Dataset entries:
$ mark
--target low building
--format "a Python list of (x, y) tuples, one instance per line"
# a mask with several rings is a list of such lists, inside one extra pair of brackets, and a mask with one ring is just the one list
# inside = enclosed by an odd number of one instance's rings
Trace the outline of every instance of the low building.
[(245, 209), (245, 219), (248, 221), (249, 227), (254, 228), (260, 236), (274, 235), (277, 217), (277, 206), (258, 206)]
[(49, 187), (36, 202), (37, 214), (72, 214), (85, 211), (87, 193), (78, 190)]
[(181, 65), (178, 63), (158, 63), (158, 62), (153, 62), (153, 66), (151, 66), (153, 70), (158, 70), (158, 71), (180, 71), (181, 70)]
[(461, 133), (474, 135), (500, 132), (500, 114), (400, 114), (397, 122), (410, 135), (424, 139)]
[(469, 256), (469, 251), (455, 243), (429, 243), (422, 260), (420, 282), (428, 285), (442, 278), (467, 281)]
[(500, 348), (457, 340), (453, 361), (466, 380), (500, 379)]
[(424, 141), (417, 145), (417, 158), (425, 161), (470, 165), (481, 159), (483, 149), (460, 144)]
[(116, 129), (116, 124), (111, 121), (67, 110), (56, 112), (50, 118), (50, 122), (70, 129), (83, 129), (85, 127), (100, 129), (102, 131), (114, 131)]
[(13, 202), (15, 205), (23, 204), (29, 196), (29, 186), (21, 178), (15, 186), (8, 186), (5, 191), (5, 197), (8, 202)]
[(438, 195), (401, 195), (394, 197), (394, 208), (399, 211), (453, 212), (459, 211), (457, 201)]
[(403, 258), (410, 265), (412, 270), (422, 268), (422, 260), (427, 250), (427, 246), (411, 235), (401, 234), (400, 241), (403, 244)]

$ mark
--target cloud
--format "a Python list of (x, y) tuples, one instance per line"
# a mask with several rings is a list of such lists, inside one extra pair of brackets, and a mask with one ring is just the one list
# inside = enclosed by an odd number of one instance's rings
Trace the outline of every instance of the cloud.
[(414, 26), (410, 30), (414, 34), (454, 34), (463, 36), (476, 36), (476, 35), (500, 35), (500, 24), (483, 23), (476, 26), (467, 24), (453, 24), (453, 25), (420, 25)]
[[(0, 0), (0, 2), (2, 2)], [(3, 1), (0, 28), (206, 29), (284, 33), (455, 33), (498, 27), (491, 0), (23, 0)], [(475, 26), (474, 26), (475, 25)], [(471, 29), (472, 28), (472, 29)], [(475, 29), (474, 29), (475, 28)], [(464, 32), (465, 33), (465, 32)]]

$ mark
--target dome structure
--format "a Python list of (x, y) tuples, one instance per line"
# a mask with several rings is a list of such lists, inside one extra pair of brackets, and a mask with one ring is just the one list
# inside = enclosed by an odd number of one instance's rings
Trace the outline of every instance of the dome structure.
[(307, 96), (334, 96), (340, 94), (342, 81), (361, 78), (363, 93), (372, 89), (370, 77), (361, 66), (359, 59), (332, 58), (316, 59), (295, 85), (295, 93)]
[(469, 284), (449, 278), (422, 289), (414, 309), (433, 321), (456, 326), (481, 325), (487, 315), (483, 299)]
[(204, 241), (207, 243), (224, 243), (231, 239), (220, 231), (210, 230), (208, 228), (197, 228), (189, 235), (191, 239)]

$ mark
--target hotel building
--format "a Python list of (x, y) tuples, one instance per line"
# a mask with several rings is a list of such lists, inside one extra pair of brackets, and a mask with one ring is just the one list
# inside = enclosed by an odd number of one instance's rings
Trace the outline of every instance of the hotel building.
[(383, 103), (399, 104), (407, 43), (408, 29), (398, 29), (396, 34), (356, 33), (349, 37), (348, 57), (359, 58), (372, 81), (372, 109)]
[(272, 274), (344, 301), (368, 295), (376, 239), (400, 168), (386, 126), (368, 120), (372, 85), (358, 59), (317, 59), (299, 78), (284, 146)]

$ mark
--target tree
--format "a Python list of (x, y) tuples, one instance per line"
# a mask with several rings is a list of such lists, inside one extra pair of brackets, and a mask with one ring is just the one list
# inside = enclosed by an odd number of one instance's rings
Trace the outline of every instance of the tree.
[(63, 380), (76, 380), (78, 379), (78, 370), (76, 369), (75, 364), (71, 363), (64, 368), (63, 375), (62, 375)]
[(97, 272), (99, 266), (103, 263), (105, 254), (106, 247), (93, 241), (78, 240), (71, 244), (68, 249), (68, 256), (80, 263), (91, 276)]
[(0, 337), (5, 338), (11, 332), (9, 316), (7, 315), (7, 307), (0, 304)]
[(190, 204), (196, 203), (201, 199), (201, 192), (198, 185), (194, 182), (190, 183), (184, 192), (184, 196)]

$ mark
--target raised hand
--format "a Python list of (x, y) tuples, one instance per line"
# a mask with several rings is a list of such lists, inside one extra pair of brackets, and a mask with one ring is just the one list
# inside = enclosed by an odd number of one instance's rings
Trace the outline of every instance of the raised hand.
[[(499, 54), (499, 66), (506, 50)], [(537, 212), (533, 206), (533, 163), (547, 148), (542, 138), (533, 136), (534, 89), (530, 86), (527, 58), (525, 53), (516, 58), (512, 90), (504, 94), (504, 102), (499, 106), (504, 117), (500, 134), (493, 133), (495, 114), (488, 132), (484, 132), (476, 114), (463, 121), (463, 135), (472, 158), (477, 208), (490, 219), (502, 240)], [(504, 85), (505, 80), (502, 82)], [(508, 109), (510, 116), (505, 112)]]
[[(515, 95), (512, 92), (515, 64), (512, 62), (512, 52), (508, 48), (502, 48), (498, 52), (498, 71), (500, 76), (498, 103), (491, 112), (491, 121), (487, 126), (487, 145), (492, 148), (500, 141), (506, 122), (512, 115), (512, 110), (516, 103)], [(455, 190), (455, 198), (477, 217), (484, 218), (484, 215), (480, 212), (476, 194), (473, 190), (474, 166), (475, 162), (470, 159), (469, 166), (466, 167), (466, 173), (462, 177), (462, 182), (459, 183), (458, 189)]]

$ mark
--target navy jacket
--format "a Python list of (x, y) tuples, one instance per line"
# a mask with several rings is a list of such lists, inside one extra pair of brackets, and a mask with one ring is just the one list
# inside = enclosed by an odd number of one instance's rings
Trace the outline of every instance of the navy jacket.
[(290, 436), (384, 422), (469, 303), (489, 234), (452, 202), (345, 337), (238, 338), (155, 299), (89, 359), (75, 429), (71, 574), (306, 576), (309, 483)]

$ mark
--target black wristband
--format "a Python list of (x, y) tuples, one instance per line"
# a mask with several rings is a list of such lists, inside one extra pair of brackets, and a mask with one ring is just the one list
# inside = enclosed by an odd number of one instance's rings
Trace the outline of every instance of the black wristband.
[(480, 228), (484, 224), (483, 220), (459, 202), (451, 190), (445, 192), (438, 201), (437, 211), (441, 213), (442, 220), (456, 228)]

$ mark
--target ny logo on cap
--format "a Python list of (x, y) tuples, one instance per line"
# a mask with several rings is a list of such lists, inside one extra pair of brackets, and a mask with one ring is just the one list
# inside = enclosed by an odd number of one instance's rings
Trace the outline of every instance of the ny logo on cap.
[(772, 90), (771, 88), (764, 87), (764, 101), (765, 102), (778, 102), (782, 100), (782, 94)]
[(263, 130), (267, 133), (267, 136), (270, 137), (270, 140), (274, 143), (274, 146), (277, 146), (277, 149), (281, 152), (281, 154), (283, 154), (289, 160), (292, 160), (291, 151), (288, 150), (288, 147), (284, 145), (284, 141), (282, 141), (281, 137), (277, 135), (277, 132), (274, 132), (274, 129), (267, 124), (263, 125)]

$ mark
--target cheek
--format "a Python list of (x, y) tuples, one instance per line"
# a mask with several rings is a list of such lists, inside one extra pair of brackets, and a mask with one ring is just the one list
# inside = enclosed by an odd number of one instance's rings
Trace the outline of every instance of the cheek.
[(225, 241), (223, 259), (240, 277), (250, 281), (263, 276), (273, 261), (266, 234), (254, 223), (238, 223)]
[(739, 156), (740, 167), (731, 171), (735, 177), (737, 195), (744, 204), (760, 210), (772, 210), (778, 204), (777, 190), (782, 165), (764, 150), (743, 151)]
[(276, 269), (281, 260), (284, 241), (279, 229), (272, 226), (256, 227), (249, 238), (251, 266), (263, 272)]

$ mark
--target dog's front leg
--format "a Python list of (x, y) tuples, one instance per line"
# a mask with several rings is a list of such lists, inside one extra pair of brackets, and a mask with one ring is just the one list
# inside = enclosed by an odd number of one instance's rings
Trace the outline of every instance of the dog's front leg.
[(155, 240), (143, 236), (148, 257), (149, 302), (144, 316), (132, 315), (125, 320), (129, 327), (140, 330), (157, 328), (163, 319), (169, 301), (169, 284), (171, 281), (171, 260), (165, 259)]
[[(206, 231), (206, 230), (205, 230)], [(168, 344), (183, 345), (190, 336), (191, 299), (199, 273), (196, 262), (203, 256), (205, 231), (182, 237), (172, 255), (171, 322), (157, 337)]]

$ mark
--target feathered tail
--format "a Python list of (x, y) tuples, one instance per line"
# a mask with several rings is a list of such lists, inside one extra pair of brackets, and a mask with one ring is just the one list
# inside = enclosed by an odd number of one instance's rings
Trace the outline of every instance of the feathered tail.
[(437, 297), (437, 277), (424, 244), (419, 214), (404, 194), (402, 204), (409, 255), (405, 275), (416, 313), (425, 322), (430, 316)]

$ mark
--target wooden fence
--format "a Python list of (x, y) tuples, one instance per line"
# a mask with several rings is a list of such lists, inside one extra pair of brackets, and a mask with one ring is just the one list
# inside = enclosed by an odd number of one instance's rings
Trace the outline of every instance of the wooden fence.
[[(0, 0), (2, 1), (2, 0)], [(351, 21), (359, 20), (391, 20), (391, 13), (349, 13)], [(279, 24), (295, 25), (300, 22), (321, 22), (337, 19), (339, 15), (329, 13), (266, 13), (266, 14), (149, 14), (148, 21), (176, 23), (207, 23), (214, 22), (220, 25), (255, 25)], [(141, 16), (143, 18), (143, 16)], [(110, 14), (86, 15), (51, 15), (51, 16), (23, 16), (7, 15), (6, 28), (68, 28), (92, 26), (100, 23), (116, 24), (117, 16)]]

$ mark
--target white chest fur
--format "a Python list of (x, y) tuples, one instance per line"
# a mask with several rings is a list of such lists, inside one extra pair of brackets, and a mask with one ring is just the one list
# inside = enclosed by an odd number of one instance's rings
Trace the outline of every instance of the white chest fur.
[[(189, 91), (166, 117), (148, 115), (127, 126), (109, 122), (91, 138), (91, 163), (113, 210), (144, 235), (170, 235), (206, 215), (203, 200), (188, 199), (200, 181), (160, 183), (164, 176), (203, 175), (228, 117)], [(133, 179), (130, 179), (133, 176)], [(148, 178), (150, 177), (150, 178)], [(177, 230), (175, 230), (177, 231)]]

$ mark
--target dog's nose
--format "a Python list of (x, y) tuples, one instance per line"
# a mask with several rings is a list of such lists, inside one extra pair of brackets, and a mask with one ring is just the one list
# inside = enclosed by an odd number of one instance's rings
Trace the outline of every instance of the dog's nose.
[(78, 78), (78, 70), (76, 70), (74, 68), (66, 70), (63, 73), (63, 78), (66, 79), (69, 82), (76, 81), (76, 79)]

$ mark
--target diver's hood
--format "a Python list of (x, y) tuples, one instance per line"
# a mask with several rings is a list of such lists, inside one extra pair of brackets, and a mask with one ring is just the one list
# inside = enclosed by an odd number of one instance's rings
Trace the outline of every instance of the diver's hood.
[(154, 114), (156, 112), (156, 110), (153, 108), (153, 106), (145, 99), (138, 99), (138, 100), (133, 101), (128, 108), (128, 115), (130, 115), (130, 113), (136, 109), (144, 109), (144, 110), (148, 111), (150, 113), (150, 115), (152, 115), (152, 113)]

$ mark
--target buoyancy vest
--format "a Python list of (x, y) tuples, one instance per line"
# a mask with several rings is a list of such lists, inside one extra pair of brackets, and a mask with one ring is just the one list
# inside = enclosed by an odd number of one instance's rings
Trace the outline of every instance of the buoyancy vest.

**Work instruction**
What lines in the records above include the string "vest"? Copy each one.

**Problem solution**
--target buoyancy vest
Trace the outline of every instance of the buoyancy vest.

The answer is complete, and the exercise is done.